[Stored data entries]
---

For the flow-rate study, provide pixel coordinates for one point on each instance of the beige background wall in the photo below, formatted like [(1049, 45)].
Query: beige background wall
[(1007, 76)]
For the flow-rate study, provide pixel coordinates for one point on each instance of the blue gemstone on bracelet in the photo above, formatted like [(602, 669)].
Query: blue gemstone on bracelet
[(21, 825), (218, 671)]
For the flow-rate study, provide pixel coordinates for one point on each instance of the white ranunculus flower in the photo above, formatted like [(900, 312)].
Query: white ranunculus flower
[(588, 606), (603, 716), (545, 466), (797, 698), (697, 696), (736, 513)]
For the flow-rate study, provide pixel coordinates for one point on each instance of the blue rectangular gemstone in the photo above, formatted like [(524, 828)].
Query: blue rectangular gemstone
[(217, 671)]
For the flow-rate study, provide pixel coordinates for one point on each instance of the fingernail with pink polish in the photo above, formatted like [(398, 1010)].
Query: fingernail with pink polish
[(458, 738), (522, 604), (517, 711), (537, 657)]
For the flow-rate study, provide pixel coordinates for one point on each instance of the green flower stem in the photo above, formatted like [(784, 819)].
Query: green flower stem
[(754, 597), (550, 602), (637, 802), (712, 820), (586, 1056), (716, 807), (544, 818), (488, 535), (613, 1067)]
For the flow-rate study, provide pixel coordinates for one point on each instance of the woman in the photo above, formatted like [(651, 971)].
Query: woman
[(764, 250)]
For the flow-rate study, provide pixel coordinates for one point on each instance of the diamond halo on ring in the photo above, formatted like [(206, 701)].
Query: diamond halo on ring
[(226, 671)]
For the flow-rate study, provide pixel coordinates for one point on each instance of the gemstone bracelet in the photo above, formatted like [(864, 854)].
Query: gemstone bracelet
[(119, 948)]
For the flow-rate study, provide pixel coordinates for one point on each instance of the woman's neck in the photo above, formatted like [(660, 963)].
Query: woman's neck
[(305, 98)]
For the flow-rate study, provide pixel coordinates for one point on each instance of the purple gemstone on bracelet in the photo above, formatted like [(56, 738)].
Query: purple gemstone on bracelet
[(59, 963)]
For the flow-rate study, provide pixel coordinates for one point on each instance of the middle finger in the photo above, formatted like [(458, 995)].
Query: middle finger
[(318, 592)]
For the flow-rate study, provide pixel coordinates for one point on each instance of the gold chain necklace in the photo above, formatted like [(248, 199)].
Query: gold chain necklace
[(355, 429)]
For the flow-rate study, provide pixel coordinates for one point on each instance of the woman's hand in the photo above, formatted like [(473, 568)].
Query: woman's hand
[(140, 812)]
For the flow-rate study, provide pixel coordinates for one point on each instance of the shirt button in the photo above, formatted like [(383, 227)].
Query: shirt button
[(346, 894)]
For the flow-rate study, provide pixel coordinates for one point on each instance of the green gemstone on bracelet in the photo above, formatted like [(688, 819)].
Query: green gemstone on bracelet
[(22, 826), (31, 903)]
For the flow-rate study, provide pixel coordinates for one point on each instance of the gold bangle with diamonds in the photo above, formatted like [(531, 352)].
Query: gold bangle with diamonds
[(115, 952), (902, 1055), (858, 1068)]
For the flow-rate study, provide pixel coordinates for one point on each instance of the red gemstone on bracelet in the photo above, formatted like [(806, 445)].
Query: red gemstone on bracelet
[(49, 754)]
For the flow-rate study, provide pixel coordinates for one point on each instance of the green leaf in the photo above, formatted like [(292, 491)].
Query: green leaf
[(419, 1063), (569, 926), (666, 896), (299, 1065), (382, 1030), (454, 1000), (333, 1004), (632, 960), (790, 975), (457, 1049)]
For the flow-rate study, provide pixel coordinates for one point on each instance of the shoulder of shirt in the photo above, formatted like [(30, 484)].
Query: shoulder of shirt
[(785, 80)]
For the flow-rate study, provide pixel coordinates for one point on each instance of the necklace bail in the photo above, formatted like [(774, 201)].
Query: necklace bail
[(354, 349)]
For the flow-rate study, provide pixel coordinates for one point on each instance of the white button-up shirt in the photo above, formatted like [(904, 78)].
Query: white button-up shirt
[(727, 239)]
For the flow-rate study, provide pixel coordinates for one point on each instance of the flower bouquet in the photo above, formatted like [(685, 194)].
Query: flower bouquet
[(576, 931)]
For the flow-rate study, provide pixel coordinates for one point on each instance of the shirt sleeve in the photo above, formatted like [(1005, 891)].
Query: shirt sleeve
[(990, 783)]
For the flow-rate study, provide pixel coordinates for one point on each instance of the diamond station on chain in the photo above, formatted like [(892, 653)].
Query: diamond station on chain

---

[Required action]
Your reply should contain every entry, repeated exactly.

[Answer section]
For the flow-rate study, provide pixel coordinates for one point on each instance of the beige background wall in the photo below, formatted like [(1049, 45)].
Query: beige background wall
[(1007, 76)]
For the flow-rate study, provide pixel coordinates for one point on each instance of the blue gemstone on bracelet in the photo above, formatted like [(602, 669)].
Query: blue gemstone on bracelet
[(21, 825), (218, 671)]
For the flow-rate study, provide pixel coordinates for one point on each instance of the white ranunculus flower in the photo above, formatted like [(900, 312)].
Query: white ranunculus flower
[(588, 606), (603, 716), (545, 466), (797, 698), (697, 696), (736, 513)]
For the flow-rate study, provide pixel coordinates for one point on each instance of the blue rectangular gemstone in the photo above, formatted like [(524, 828)].
Query: blue rectangular gemstone
[(217, 671)]
For the flow-rate study, provide pixel coordinates for one point on each instance of the fingernail with pink polish in the photo above, formatted like [(398, 1010)].
Query: fingernail with pink polish
[(458, 738), (522, 604), (517, 711), (537, 657)]
For the flow-rate study, provide pixel coordinates for one point on each instance of the green flower stem in the photo above, formatted like [(784, 819)].
Query: green flower stem
[(754, 597), (550, 602), (637, 802), (712, 820), (586, 1056), (716, 807), (544, 818), (488, 535), (613, 1067)]
For the flow-rate study, provide pixel coordinates for one point on each instance of the woman in the photo above, formatted like [(651, 971)].
Query: woman
[(764, 250)]
For the flow-rate study, provide pixel coordinates for one point on each instance of the diamond halo on ring in the photo above, formatted like [(206, 701)].
Query: diamond halo on ring
[(226, 671)]
For the flow-rate study, provide pixel coordinates for one point on each instance of the gemstone bracelet in the photo above, formatted like [(864, 854)].
Query: gemstone bracelet
[(119, 948)]
For the flow-rate study, provide pixel coordinates for one point on each instance of the woman's neck in the photo above, formatted like [(660, 963)].
Query: woman's neck
[(305, 98)]
For the flow-rate study, provide pixel coordinates for one point on each instance of the purple gemstone on bracelet in the photo above, formatted like [(56, 738)].
Query: purple gemstone on bracelet
[(59, 963)]
For the flow-rate study, provide pixel coordinates for one point on each instance of the middle finger in the photo above, formatted like [(458, 995)].
Query: middle finger
[(318, 592)]
For the flow-rate study, provide pixel coordinates for one point on each instance of the gold chain necklace in the photo above, formatted like [(248, 199)].
Query: gold chain necklace
[(355, 429)]
For the flow-rate study, provide pixel coordinates for one point on each instance of the woman's hand in the photo above, formatted like [(473, 568)].
Query: woman's hand
[(140, 812)]
For the flow-rate study, provide pixel coordinates for one point on each instance of the shirt button in the photo above, formatted like [(383, 227)].
Query: shirt button
[(346, 894)]
For the flow-rate study, provide pixel coordinates for one point on each instance of the green gemstone on bracelet in the photo above, formatted like [(688, 819)].
Query: green gemstone on bracelet
[(22, 826), (31, 903)]
For the flow-rate study, provide pixel coordinates for one point on each instance of the gold bangle with diamonds in the photo above, formatted like [(531, 352)].
Query: gold bangle with diamonds
[(115, 952), (902, 1055), (858, 1068)]
For the flow-rate study, provide pixel coordinates for one point on each instance of the red gemstone on bracelet in the photo above, formatted like [(806, 445)].
Query: red gemstone on bracelet
[(49, 754)]
For the flow-rate study, provide pixel coordinates for one point on each instance of the green leaf in the photo above, formatted like [(292, 491)].
Query: green leaf
[(419, 1063), (569, 926), (666, 896), (299, 1065), (382, 1030), (454, 1000), (333, 1004), (632, 960), (790, 975), (457, 1049)]
For the flow-rate study, provide pixel coordinates for one point on each instance of the shoulder of shirt in the photo above, formatted like [(30, 484)].
Query: shoulder of shirt
[(785, 80)]
For the flow-rate study, provide pixel coordinates for one point on each instance of the necklace bail in the photo above, formatted like [(774, 201)].
Query: necklace bail
[(354, 349)]
For the flow-rate study, provide pixel coordinates for one point on each instance of the white button-up shirt in the photo above, formatted like [(904, 78)].
Query: white button-up shirt
[(727, 239)]
For the flow-rate study, provide pixel coordinates for one point on each instance of the flower bouquet in the photo above, formatted like [(685, 194)].
Query: flower bouquet
[(576, 931)]
For the flow-rate study, provide pixel coordinates for one point on each instance of the shirt sleeve in the photo above, formatted like [(1005, 891)].
Query: shirt sleeve
[(990, 783)]
For the flow-rate study, provide pixel coordinates for one point on each instance of the diamond station on chain in the photo above, formatted like [(892, 653)].
Query: diamond station on chain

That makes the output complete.